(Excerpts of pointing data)
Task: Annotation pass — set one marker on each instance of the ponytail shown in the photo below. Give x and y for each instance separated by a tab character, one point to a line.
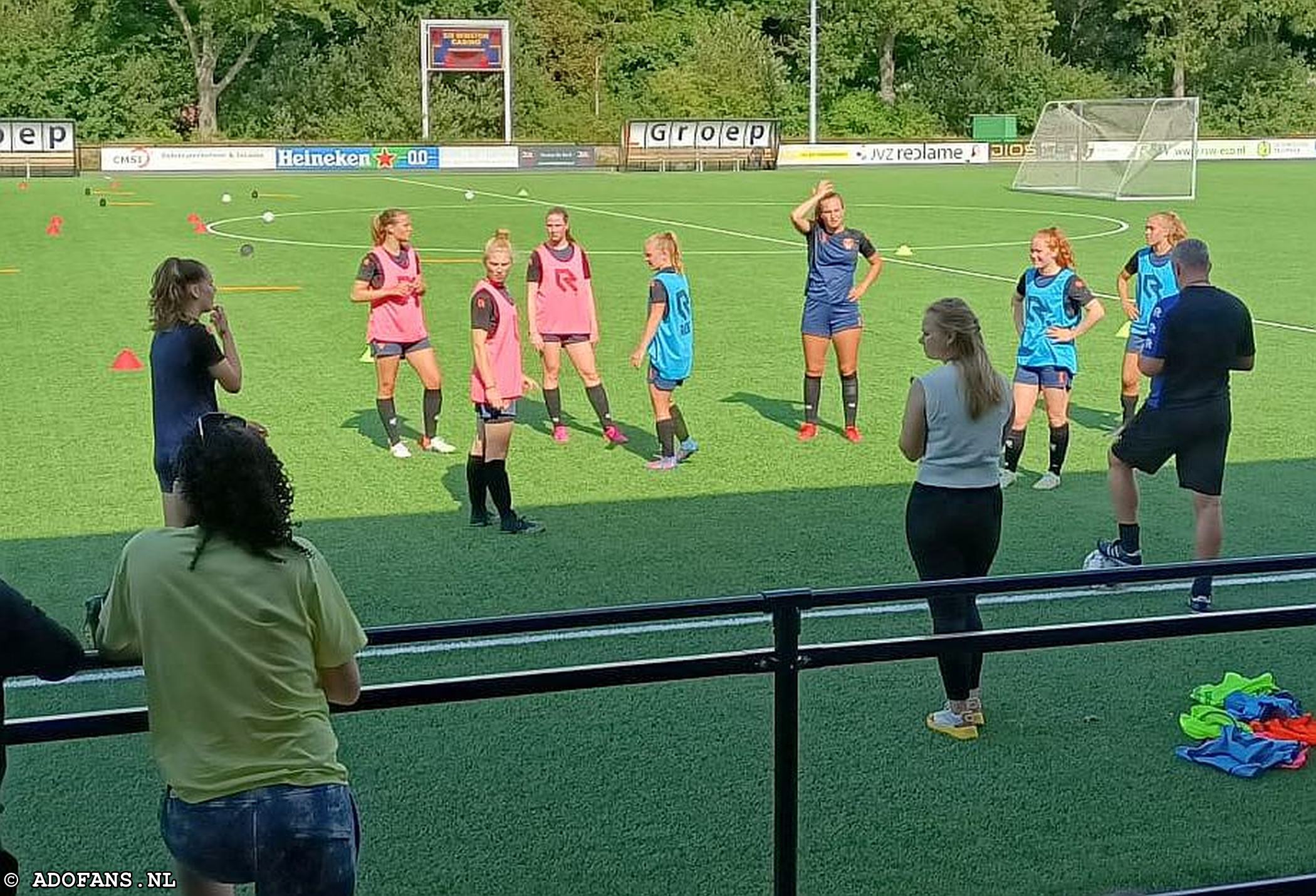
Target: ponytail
1060	245
172	291
983	386
667	242
379	224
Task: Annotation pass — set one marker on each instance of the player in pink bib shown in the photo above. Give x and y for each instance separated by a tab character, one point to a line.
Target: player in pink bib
391	282
560	300
496	383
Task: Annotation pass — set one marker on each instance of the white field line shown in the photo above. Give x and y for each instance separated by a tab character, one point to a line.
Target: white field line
692	625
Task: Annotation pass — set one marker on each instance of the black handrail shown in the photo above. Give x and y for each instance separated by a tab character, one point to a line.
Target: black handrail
785	661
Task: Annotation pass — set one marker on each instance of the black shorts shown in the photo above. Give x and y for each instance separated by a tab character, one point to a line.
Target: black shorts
1195	437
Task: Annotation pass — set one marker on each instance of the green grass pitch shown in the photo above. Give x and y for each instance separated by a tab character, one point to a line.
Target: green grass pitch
1073	788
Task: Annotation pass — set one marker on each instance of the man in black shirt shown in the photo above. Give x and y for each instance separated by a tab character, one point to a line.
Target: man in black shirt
1194	341
29	645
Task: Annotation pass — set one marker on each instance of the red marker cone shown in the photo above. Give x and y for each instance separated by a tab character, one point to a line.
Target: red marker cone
125	360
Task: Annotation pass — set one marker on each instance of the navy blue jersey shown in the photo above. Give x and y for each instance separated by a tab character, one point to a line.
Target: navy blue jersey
182	387
832	261
1156	282
1199	333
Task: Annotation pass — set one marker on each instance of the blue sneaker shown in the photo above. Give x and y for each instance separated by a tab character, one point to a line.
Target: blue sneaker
1115	555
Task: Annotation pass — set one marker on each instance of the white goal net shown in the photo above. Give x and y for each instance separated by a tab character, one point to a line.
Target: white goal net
1114	149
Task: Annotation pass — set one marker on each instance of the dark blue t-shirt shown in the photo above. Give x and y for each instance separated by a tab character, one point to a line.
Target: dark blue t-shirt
182	387
832	261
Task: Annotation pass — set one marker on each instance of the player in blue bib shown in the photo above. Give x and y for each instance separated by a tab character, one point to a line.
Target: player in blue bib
1052	308
832	301
1152	266
669	344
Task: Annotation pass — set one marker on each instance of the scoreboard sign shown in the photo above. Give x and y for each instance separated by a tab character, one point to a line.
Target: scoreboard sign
37	148
461	48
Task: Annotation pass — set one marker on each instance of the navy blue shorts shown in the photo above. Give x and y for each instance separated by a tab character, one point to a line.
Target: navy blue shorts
491	415
827	319
1047	378
662	383
1136	344
397	349
283	838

[What needs to be done] Quote the listing above in full, except for the pictures.

[Task answer]
Task: Annotation pass — set one marker on each instance of the ponytail shown in the photo below. Give x and y for each instance separated by a tab character, one point to a line.
Target: ponytail
1060	245
172	291
983	386
667	242
379	224
Task: Annotation pass — set one marker on each instance of the player in pink bib shown in the photo above. Give x and y for each instance separated by a tab character, one point to a line.
Target: player in pink bib
391	282
560	300
496	383
Task: Annotation pass — set one marker on each instance of the white field line shown in the photo above. Give x and y for each instance separated by a tab character, one point to a line.
Target: white field line
692	625
Task: Annotation pass — set one marker on each instance of the black handrail shown in the photo above. Give x and y for each instance separated by a tab character, one point to a line.
Target: black handrail
785	661
Task: Annotation pass — set one marker on each instance of the black shorts shown in the photo above. Give x and y for each instance separated by a tab character, one point to a line.
Target: black shorts
1195	437
Task: Annotation pass — set one marker on each instance of the green grass pitch shown in the photo above. Give x and y for each instance separated by a tab character, one point to a line.
Target: green grass pitch
1073	788
Task: Annotation pass — set one marker on each instance of the man in black shirt shown in the photo above. Give x and y for each instance separated by a tab character, one point to a line.
Target: man in black shirt
1194	341
29	645
Task: Annotation pass — set one marker on each instance of the red marker cone shown in the photo above. Give x and y for each instance separated by a tab character, one point to a line.
Target: red marker cone
125	360
Task: Annotation pass — set one marker on each instance of the navy blue jersey shown in the photo above. Give x and y for each instance separated by a tab character, one point to a line.
Target: navy blue jersey
182	387
832	261
1156	282
1199	333
Task: Annotation pass — set one marker on each instance of the blue sneaker shown in the photo above. Give x and y for each instance separated by a tab character, one point to a line.
Target: blue sneaker
1115	555
Task: Annotation pass — set one marker on each instance of the white goal net shown in the photo above. Give x and y for each instance separated by a tab character, one point to a line.
Target: white goal net
1114	149
Task: Annotation pass — set one marker on each instance of the dark blue t-shirt shown in the photo above. Give x and y for each instance separated by a tab character, one point to a line.
Target: dark blue t-shirt
182	387
832	261
Task: Annotation pass — set one marker on each instance of the player in blue bib shown in the photo above. Give x and y for each instance separated by a tab character, one point to a line.
Target: player in blue bib
1052	308
832	301
1152	266
669	344
Task: Annotation pass — set one marker on each instance of the scoreboard sign shown in the photo above. Give x and y for each instance separated by a tab character, one point to a line.
Target: scoreboard sign
37	148
461	48
Task: Annotation pass — set one marker on each instance of the navy blue shorts shown in the photo above. Give x and y for each instance separated by a tab character, one point to a line.
Target: navy blue shorts
491	415
827	319
1047	378
662	383
1136	344
397	349
283	838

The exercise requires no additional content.